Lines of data
*-*-*

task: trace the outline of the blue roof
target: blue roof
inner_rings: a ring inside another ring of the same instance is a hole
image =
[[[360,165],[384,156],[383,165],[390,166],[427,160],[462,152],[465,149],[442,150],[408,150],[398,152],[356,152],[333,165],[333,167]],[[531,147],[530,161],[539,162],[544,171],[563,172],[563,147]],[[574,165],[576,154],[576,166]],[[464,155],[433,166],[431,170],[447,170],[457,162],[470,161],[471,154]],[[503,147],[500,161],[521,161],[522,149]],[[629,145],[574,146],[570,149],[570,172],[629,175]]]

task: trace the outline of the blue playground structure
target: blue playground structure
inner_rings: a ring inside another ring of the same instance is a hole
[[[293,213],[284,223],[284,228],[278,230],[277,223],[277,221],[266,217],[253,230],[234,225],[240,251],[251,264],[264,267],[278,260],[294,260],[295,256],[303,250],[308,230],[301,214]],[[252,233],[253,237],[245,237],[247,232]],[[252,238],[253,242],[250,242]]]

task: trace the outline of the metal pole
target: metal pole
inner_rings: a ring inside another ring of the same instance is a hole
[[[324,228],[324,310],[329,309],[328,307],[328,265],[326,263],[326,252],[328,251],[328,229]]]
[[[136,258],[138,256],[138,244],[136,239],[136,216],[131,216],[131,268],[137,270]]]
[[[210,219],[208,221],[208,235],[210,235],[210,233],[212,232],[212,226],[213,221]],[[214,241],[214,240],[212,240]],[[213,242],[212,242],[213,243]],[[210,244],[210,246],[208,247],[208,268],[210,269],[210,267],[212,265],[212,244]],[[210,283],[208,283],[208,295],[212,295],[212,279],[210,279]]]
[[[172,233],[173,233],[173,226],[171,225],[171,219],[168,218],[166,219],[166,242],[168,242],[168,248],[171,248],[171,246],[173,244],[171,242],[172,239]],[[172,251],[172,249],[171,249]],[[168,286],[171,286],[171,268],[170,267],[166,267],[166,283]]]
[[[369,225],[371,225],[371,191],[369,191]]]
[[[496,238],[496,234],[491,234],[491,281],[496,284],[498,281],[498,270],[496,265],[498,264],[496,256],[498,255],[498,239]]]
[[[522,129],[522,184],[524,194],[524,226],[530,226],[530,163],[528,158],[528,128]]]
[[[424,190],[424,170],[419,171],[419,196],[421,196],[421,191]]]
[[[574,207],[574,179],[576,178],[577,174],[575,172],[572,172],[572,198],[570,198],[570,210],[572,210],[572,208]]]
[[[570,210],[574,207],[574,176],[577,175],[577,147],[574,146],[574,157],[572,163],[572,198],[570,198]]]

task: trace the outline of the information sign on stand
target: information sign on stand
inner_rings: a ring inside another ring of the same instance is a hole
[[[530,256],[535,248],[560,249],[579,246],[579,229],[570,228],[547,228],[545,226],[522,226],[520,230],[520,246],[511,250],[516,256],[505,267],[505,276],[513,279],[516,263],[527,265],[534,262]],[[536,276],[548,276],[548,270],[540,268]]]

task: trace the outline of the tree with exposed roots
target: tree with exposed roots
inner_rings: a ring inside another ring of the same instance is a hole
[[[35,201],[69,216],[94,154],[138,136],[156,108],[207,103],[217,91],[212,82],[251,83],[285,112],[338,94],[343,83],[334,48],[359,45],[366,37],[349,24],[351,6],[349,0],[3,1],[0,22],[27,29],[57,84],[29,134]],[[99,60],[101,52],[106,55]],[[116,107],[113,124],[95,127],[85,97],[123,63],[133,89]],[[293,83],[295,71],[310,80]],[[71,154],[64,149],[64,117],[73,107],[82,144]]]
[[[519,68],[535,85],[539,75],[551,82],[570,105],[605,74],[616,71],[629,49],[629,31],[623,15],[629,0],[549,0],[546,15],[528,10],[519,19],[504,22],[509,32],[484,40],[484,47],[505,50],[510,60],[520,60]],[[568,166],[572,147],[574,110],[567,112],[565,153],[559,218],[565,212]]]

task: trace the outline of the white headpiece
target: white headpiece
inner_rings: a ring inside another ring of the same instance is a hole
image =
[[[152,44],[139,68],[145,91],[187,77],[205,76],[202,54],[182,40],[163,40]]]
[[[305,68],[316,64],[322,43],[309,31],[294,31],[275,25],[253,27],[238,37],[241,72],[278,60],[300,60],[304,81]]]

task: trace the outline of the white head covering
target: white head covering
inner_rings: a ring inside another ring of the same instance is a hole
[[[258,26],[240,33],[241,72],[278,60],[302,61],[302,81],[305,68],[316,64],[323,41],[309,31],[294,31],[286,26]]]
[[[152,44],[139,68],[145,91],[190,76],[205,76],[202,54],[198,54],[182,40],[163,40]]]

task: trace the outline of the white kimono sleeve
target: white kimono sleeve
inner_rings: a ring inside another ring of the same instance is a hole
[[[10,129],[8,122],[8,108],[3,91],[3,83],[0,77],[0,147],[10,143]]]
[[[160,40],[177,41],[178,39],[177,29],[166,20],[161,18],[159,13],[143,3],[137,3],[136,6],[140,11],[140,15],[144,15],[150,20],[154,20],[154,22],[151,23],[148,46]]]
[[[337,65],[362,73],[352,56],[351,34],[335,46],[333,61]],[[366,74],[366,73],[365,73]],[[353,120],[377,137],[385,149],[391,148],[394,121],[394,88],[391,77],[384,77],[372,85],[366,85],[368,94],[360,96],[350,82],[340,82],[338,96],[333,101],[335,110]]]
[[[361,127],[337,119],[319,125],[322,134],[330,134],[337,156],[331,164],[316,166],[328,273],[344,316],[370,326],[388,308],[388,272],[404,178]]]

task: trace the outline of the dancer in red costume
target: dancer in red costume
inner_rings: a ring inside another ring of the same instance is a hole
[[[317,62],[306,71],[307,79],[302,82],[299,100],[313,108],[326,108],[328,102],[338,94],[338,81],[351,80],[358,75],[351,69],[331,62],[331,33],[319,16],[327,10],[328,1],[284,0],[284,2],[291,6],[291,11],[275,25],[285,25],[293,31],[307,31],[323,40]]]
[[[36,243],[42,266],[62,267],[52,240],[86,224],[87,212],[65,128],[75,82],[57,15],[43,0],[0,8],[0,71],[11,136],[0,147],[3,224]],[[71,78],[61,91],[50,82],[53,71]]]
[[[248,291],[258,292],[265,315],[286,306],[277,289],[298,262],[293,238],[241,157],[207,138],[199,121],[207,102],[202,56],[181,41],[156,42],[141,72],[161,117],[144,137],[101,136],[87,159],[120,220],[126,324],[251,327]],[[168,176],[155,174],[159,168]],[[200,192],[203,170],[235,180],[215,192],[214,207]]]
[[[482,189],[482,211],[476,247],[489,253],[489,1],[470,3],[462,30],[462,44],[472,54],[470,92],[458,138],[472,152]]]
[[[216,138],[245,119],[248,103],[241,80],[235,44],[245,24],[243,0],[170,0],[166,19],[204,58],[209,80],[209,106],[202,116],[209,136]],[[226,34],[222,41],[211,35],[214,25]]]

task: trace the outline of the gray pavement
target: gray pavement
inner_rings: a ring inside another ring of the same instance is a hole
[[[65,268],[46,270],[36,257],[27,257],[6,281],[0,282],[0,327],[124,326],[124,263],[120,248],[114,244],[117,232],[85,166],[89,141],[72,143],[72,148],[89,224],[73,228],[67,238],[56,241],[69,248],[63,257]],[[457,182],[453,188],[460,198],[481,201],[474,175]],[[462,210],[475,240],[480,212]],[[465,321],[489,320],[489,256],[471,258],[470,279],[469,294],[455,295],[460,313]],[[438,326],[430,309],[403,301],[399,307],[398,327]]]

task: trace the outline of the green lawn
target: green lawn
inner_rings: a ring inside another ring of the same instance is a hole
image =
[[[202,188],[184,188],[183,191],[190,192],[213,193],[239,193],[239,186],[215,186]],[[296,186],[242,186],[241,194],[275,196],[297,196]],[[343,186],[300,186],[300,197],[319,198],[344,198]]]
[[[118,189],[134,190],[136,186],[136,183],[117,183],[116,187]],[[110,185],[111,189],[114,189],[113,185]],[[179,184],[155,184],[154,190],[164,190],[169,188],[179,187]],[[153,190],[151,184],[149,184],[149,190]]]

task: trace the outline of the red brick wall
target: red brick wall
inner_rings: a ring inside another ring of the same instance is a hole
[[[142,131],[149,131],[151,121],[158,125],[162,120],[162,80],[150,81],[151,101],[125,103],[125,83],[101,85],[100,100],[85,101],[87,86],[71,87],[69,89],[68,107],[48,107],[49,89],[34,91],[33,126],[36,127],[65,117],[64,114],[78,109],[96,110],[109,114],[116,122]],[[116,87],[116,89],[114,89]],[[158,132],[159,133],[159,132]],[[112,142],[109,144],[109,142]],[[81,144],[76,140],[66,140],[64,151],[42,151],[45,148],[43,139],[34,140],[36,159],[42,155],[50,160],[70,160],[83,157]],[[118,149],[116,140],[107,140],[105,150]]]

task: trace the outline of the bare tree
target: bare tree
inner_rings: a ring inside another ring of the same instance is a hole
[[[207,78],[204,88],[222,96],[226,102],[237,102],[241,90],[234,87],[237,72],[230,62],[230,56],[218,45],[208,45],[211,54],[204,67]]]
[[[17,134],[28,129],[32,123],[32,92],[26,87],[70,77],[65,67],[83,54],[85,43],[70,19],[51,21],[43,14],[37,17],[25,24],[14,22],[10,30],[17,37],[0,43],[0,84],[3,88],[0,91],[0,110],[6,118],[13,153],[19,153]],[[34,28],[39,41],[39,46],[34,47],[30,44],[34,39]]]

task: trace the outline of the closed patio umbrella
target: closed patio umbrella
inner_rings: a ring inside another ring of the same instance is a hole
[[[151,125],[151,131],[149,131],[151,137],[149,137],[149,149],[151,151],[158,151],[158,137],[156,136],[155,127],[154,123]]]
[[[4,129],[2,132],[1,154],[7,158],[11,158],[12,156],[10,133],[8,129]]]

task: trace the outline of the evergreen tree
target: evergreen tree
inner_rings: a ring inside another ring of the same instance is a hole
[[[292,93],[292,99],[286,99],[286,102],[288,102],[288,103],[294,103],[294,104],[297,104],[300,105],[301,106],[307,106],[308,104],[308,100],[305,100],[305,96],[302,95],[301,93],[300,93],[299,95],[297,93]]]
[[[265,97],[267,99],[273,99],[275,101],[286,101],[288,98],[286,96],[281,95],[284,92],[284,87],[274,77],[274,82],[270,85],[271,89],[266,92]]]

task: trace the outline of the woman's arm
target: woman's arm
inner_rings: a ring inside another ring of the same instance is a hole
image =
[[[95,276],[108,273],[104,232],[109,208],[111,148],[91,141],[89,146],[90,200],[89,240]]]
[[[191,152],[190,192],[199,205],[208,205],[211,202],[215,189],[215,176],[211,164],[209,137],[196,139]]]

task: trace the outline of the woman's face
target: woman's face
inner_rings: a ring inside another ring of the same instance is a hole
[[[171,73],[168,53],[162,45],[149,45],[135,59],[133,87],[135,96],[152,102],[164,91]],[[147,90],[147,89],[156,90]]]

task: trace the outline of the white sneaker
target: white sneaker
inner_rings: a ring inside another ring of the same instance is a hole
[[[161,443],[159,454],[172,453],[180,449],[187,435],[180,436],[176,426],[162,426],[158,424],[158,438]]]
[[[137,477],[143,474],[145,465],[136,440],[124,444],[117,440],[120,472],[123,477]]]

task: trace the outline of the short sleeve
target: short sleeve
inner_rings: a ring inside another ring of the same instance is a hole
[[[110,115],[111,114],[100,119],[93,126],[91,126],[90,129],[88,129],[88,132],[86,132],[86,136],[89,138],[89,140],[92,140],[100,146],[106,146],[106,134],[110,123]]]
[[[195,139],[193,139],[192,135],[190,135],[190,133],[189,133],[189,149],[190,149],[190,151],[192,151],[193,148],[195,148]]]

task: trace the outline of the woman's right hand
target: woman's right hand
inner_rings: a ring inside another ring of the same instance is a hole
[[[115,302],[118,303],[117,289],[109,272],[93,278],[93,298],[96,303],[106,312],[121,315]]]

*-*-*

#### [TASK DETAILS]
Starting with the line that contains "task: trace the outline of the short sleeve", repeat each line through the last one exactly as it appears. Include both ends and nothing more.

#### [SOLUTION TO THIS TASK]
task: trace the outline of the short sleeve
target: short sleeve
inner_rings: a ring inside another ring of the same instance is a hole
[[[110,115],[111,114],[100,119],[93,126],[91,126],[90,129],[88,129],[88,132],[86,132],[86,136],[89,138],[89,140],[92,140],[100,146],[106,146],[106,134],[110,123]]]
[[[195,139],[193,139],[192,135],[190,135],[190,133],[189,133],[189,149],[190,149],[190,151],[192,151],[193,148],[195,148]]]

task: trace the outline of the woman's right hand
target: woman's right hand
inner_rings: a ring inside another ring of the same instance is a hole
[[[115,302],[118,303],[117,289],[109,272],[93,278],[93,298],[96,303],[106,312],[121,315]]]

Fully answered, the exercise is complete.